(Rows from a box labeling dataset)
= = =
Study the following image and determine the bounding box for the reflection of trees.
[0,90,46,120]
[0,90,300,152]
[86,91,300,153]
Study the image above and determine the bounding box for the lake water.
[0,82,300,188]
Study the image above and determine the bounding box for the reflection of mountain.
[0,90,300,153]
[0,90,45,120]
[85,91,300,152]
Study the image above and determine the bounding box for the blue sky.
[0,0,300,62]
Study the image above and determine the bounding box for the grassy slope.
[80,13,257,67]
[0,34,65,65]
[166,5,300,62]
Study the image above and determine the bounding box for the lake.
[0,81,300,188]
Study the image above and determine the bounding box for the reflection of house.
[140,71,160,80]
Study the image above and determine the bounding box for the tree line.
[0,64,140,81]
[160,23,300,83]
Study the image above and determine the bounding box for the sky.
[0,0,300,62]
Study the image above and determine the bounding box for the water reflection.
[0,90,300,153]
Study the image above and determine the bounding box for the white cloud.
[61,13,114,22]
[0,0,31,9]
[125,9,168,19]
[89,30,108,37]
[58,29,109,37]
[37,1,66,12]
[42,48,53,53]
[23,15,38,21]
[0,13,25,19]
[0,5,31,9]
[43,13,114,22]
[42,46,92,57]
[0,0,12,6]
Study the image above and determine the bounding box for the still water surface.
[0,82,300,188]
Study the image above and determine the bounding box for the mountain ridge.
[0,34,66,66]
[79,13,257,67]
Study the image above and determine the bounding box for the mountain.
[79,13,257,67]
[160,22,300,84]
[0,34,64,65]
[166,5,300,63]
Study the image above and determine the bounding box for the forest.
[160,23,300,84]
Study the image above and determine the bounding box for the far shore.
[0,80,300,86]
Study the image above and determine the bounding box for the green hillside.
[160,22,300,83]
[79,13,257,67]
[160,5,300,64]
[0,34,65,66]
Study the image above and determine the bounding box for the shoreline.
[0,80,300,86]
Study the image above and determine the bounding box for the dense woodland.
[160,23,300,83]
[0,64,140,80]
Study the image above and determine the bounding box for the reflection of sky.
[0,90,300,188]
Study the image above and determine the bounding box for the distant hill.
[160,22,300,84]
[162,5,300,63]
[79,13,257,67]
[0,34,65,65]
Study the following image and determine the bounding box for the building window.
= = =
Given instruction |
Rewrite every item in this list, replacing "determine" with "work out" each time it appears and leaving everything else unchanged.

Complete response |
Study the following image and work out the bounding box for the reflection of trees.
[0,90,46,120]
[0,90,300,152]
[86,91,300,153]
Study the image above and work out the bounding box for the lake water.
[0,82,300,188]
Study the image above and work out the bounding box for the reflection of mountain.
[0,90,300,153]
[0,90,45,120]
[85,91,300,152]
Study the image above and work out the bounding box for the blue sky.
[0,0,300,62]
Study the image above and work out the bounding box for the grassy slope.
[80,13,257,67]
[0,34,65,65]
[166,5,300,62]
Study the image above and work out the bounding box for the lake.
[0,81,300,188]
Study the image above and work out the bounding box for the reflection of house.
[140,71,160,80]
Study the image above and work out the bounding box for the tree line.
[0,64,140,81]
[160,23,300,83]
Study the image above and work out the bounding box for the sky.
[0,0,300,62]
Study the image above and work out the bounding box for the water reflection.
[0,90,300,153]
Study the image above and work out the bounding box for the white cloud.
[61,13,114,22]
[0,0,31,9]
[125,9,168,19]
[89,30,108,37]
[58,29,109,37]
[37,1,66,12]
[42,48,53,53]
[23,15,38,21]
[0,13,25,19]
[0,5,31,9]
[43,13,114,22]
[42,46,92,57]
[0,0,12,6]
Study the image above and work out the bounding box for the still water surface.
[0,82,300,188]
Study the image above and work out the bounding box for the mountain ridge.
[0,34,66,66]
[79,13,257,67]
Study the image above and work out the bounding box for the mountain.
[79,13,257,67]
[160,22,300,84]
[0,34,64,65]
[166,5,300,63]
Study the image above and work out the bounding box for the forest.
[160,23,300,84]
Study the image above and work out the bounding box for the far shore.
[0,80,300,86]
Study the image above and work out the bounding box for the green hillside.
[160,22,300,83]
[79,13,257,67]
[160,5,300,64]
[0,34,65,66]
Study the image above and work out the bounding box for the shoreline.
[0,80,300,86]
Study the image above and work out the bounding box for the dense woodland.
[160,23,300,83]
[0,64,140,80]
Study the image above and work out the bounding box for the reflection of sky.
[0,90,300,188]
Study the image above and work out the bounding box for the distant hill.
[160,22,300,84]
[162,5,300,63]
[79,13,257,67]
[0,34,65,65]
Study the following image and work out the bounding box for the building window.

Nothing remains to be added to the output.